EXCERTO PARA LER =

====

ABRUPTO

9.3.08


O REGRESSO DA RUA


Há um ano, se alguém dissesse que a "rua" iria ser importante na política portuguesa, seria ridicularizado. Ou era comunista ou era um antiquado nostálgico do PREC ou, ainda pior, do Maio de 1968. Estava na moda a mania um pouco yuppie e reaccionária de pensar que isso das manifestações não interessava para nada, eram coisas de sindicatos e do PCP, que eram inócuas e que nenhum "decisor" sério, dos que enxameiam as páginas dos jornais de economia, as tinha em conta para alguma coisa. Deixá-los lá estar no seu nicho de arcaísmo, que é nos gabinetes que as coisas se resolvem.

Tudo isto é um pouco irónico porque hoje o país está suspenso de uma manifestação em que toda a gente está na rua, do PS de Alegre ao PSD. Até a parte PP do CDS-PP está na rua, a que mais nefelibata é sobre as manifestações, essas "coisas de comunistas", e vai lá sob a forma de uma minúscula associação de professores ligada ao partido. Para colocar a cereja no cima do bolo da "rua", até o Governo está a preparar uma contramanifestação daqui a uma semana, tentando arranjar uma sala suficientemente pequena para ter uma enchente e tecto e paredes grossas para não se ouvirem os assobios.

====

AÇÕES A TOMAR =
(1) Resume o parágrafo do texto sobre o regresso da rua que começa por "Há um ano", numa versão mais curta que conserve os factos principais.
(2) Copia do texto sobre o regresso da rua tudo o que vai desde "Tudo isto é" até "ouvirem os assobios.", sem qualquer alteração.
(3) Retoma o texto sobre o regresso da rua e continua-o a partir da sua última frase.

(Registos de anotação por pontos)
====

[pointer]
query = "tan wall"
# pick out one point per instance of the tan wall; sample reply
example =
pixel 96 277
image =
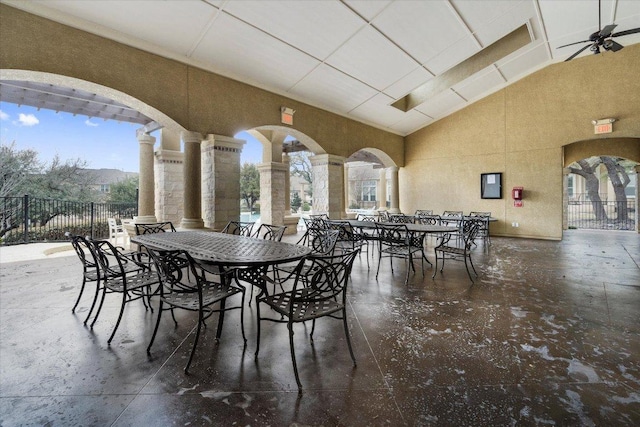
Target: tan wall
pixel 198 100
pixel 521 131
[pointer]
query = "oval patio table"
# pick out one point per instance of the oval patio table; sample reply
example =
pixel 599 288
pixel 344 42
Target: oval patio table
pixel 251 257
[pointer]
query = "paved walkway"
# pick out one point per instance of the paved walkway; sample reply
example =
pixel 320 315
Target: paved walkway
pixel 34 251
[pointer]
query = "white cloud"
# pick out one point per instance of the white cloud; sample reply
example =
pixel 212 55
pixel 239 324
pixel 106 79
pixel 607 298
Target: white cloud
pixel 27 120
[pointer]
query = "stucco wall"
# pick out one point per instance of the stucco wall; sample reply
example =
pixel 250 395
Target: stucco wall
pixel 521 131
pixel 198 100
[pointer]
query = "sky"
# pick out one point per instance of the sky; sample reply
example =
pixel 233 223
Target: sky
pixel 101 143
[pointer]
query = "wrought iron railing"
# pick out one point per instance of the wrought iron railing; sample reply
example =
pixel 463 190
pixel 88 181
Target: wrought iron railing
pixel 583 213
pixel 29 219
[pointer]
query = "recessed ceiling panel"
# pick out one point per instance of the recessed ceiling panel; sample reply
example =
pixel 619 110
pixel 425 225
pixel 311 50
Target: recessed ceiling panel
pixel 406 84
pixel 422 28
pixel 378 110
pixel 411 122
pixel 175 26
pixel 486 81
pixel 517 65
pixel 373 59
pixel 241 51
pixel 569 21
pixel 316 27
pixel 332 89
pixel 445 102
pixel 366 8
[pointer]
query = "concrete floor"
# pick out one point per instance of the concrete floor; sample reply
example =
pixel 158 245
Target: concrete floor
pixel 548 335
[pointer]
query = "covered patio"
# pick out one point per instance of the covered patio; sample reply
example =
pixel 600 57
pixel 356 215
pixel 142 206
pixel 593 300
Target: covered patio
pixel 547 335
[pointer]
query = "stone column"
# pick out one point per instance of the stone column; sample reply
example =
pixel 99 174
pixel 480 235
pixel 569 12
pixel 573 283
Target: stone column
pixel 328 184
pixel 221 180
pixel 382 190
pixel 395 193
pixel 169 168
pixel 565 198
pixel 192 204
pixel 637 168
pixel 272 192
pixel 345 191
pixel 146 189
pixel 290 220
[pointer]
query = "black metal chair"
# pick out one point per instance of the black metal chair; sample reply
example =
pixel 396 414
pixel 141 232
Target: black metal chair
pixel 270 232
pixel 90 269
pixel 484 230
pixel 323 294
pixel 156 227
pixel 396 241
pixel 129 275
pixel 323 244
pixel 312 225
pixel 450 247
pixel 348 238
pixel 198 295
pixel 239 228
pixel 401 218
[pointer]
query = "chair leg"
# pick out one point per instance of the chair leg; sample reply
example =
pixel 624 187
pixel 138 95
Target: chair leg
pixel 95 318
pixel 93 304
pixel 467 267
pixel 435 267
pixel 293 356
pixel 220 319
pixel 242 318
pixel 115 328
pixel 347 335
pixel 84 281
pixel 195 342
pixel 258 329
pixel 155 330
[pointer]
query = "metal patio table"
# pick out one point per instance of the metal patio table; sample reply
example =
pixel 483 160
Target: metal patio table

====

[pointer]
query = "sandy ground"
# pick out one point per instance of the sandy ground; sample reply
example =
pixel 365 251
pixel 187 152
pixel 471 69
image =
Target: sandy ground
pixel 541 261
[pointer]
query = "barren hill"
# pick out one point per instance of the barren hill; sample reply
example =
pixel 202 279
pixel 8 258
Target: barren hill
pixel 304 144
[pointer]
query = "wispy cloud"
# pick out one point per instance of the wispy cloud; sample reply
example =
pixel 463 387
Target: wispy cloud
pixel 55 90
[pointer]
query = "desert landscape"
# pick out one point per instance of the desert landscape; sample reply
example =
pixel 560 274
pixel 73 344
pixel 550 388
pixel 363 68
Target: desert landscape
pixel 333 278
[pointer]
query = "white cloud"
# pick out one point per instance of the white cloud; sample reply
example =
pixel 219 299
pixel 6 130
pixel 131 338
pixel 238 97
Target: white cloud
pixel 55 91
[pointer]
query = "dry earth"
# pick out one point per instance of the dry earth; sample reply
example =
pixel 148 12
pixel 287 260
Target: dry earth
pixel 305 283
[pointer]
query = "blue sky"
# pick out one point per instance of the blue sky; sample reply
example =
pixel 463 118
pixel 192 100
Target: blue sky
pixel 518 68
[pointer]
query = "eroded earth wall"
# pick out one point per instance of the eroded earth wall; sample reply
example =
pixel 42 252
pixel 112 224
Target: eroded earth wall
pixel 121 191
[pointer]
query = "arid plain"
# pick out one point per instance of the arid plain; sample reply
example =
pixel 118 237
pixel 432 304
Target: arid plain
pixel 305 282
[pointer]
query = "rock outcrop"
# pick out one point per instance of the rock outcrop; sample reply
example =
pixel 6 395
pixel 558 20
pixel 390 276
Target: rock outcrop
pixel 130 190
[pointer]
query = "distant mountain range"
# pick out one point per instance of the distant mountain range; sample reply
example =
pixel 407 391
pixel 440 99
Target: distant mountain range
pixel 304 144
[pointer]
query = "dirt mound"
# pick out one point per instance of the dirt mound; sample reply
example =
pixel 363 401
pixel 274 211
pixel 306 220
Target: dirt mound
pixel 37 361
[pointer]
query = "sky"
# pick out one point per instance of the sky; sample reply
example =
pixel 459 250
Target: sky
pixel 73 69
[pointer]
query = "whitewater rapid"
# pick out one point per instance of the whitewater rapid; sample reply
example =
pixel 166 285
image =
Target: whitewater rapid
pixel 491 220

====

RESULTADOS =
(1) Há um ano, quem dissesse que a "rua" iria ser importante na política portuguesa seria ridicularizado e tido por comunista ou por nostálgico do PREC ou do Maio de 1968. Estava na moda pensar que as manifestações não interessavam para nada, que eram coisas inócuas de sindicatos e do PCP e que nenhum "decisor" sério as tinha em conta, porque as coisas se resolviam nos gabinetes.

(2)
Tudo isto é um pouco irónico porque hoje o país está suspenso de uma manifestação em que toda a gente está na rua, do PS de Alegre ao PSD. Até a parte PP do CDS-PP está na rua, a que mais nefelibata é sobre as manifestações, essas "coisas de comunistas", e vai lá sob a forma de uma minúscula associação de professores ligada ao partido. Para colocar a cereja no cima do bolo da "rua", até o Governo está a preparar uma contramanifestação daqui a uma semana, tentando arranjar uma sala suficientemente pequena para ter uma enchente e tecto e paredes grossas para não se ouvirem os assobios.

(3)
Se se estivesse atento aos sinais, percebia-se que a "rua" estava a encher-se de forma anormal, consistente, muito para além da força do PCP e da CGTP, há muito tempo. Ao mesmo tempo, também a força da central sindical pró-comunista e do último partido comunista a sério da Europa Ocidental estavam a aumentar porque não há uma coisa sem a outra. Era pelo menos óbvio que existia mobilização e essa mobilização estava a trazer para a "rua" primeiro gente da área que se tinha desmobilizado já há bastante tempo e, depois, gente nova, não em idade, mas na ida a manifestações.

Sempre maltratados pela comunicação social, que acha muito mais graça aos efeitos pirotécnicos do BE, sindicatos, grevistas e PCP continuavam a funcionar mais como um pólo de mobilização do que de atracção, mas, mesmo assim, com resultados num país que tem o "retrato social" de Portugal. Desde a táctica de desgaste de Sócrates, que ia dos assobios de meia dúzia de activistas à entrada deste para as suas sessões de propaganda e casting, estragando-lhe os cenários e o marketing, até à sucessão de greves para culminar em greves gerais, estava em curso um treino do clima de agitação. Com o agravar da crise social, com muita gente a empobrecer, a começar pela classe média, com conflitos corporativos suscitados pela linguagem das reformas apresentadas a cada grupo profissional como sendo "contra os privilégios injustos" do grupo profissional do lado, reformas com mérito feitas muitas vezes de forma incompetente e atabalhoada, com casos de abuso do poder, como o da DREN, com um ambiente de precariedade na função pública, as pessoas começaram a perder o medo, ou a ultrapassá-lo, e a perguntar a si próprias: "Por que razão é que não vou à manifestação, por que razão não faço greve, tão atingida, humilhada, desesperada que estou?" E faz greve e vai à manifestação.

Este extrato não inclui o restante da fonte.